[What you have to do]: Find the line that contains "Where can you spot the man's hand on". Restate it and each following line exactly, through the end of the records.

[Available data]:
☆ ☆ ☆ ☆ ☆

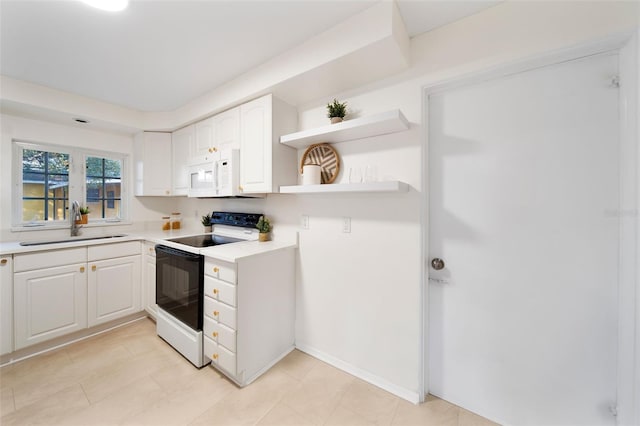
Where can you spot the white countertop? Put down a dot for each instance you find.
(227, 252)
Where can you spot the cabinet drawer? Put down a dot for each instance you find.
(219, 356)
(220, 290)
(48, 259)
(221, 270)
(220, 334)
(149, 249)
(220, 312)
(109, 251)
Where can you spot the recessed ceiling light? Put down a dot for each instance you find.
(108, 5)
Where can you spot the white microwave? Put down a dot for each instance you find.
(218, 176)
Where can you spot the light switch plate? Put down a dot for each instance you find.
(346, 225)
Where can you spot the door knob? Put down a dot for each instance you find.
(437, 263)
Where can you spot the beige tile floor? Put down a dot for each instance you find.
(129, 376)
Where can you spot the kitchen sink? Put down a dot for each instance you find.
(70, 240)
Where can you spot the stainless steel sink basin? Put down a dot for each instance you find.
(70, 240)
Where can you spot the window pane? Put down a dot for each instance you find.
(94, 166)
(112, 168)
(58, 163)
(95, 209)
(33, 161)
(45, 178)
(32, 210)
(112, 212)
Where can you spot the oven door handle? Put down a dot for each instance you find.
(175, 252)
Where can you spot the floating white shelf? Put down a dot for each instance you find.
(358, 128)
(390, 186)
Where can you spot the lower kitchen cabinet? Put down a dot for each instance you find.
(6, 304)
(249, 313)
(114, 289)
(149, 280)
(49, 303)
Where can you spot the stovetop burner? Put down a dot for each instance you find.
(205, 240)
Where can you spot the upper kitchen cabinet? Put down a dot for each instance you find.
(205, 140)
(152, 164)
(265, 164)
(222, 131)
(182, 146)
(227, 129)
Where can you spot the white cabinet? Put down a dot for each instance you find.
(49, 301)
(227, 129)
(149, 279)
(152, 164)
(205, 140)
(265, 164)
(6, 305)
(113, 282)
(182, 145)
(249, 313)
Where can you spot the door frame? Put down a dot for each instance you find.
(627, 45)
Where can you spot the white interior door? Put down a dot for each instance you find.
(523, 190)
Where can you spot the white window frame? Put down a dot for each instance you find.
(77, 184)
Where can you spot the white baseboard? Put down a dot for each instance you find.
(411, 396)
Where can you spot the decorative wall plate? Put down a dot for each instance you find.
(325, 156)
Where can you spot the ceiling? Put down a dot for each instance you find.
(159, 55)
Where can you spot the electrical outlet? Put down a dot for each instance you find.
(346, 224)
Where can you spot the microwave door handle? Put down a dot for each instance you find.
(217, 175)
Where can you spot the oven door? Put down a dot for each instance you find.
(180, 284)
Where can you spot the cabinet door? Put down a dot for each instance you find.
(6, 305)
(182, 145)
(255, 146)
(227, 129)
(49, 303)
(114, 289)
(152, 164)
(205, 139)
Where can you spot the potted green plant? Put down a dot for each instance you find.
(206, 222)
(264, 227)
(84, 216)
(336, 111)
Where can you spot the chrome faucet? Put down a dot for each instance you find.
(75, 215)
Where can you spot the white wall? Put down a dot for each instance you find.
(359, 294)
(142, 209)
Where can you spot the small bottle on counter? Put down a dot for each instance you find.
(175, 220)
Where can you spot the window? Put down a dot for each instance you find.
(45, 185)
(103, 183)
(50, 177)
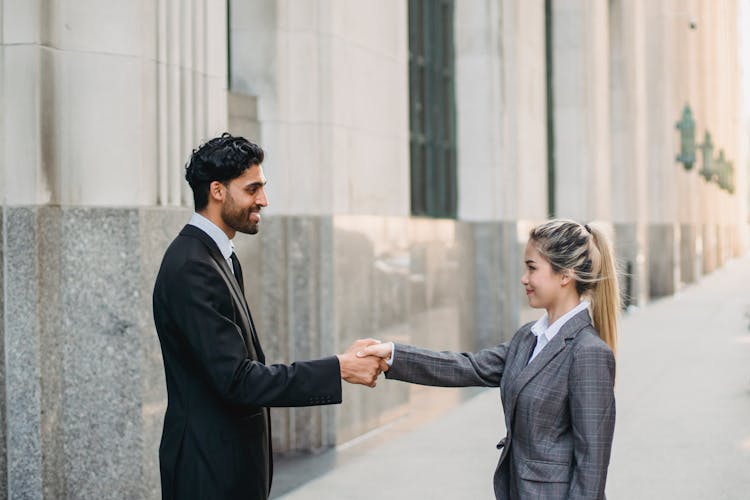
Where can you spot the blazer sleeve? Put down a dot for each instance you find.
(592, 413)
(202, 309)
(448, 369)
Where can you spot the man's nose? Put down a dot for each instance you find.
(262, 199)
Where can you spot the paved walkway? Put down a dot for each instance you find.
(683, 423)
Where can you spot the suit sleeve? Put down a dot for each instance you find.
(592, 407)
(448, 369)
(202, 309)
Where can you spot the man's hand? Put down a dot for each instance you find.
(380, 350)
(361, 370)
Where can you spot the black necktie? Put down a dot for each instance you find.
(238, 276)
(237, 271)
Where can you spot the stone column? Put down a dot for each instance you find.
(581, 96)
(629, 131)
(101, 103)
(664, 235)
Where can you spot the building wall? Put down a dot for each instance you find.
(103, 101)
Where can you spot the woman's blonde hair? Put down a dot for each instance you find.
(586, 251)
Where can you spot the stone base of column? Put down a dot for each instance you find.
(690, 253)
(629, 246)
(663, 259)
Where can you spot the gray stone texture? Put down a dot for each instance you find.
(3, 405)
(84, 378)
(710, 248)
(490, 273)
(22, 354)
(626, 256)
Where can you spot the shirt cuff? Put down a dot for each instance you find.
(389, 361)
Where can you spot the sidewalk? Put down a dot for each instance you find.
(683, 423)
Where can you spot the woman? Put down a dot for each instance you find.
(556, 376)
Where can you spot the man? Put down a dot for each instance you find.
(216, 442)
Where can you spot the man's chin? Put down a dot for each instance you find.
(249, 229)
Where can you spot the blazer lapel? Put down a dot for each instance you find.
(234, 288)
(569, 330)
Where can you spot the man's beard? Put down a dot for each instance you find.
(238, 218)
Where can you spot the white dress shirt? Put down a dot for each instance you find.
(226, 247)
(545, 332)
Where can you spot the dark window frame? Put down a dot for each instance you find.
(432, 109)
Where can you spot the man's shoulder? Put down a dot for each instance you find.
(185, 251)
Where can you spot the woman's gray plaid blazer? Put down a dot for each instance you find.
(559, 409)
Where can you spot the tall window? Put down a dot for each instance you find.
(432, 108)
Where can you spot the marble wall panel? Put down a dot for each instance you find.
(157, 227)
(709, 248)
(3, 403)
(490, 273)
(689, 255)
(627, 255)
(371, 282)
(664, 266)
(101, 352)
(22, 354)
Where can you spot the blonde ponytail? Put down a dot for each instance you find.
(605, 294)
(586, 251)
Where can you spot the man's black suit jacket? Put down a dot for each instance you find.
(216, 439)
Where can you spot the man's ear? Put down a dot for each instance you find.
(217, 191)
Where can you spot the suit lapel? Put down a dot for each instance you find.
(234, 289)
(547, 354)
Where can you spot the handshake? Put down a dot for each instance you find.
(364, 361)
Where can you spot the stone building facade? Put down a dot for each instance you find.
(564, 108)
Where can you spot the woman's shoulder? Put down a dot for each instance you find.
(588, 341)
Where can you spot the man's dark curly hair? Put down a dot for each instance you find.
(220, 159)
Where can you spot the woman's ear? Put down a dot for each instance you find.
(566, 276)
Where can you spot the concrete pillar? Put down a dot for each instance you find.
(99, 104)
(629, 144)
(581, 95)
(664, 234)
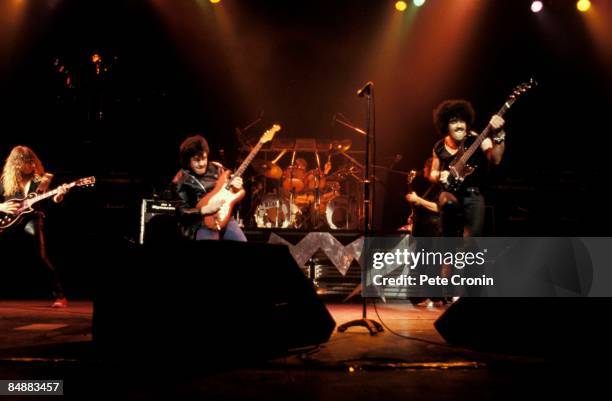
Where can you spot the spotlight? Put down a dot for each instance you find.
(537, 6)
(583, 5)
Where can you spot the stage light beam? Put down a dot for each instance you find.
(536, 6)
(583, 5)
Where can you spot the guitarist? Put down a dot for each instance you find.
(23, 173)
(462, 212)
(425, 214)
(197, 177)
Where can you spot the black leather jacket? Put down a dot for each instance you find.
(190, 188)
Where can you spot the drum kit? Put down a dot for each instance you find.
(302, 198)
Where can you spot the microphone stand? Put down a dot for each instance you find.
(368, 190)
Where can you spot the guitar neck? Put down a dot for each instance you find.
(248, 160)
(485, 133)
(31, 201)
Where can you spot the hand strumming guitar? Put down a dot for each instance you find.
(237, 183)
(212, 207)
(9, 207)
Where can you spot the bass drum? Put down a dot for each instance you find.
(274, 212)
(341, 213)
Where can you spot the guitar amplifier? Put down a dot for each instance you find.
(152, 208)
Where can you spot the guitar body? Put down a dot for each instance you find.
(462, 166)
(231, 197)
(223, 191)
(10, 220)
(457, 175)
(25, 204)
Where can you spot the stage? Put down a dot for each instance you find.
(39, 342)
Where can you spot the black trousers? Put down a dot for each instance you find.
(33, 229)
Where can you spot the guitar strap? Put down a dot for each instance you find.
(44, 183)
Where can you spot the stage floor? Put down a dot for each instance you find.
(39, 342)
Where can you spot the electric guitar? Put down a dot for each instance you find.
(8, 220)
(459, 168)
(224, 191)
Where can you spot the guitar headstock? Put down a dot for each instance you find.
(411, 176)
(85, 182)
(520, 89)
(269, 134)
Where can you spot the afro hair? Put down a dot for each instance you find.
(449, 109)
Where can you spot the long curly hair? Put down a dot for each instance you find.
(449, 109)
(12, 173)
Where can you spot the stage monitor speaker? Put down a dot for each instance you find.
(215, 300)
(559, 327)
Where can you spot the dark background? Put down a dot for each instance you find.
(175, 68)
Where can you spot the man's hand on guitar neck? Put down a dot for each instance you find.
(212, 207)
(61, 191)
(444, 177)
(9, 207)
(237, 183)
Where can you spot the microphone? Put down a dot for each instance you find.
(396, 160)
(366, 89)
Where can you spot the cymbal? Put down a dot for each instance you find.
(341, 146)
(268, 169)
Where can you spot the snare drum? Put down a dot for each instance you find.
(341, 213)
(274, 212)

☆ ☆ ☆ ☆ ☆

[Exercise output]:
Where can you spot the man's hand on guitar neck? Put down a dot for each instance you find.
(212, 207)
(61, 191)
(444, 177)
(9, 207)
(237, 183)
Where can you spot the microphone? Put down a dot for each instance you find.
(396, 160)
(366, 89)
Where can you spot the cymbal? Put down a dot for each instance you find.
(341, 146)
(268, 169)
Where can you spot the snare drum? Put down a dot for each instance you find.
(341, 213)
(274, 212)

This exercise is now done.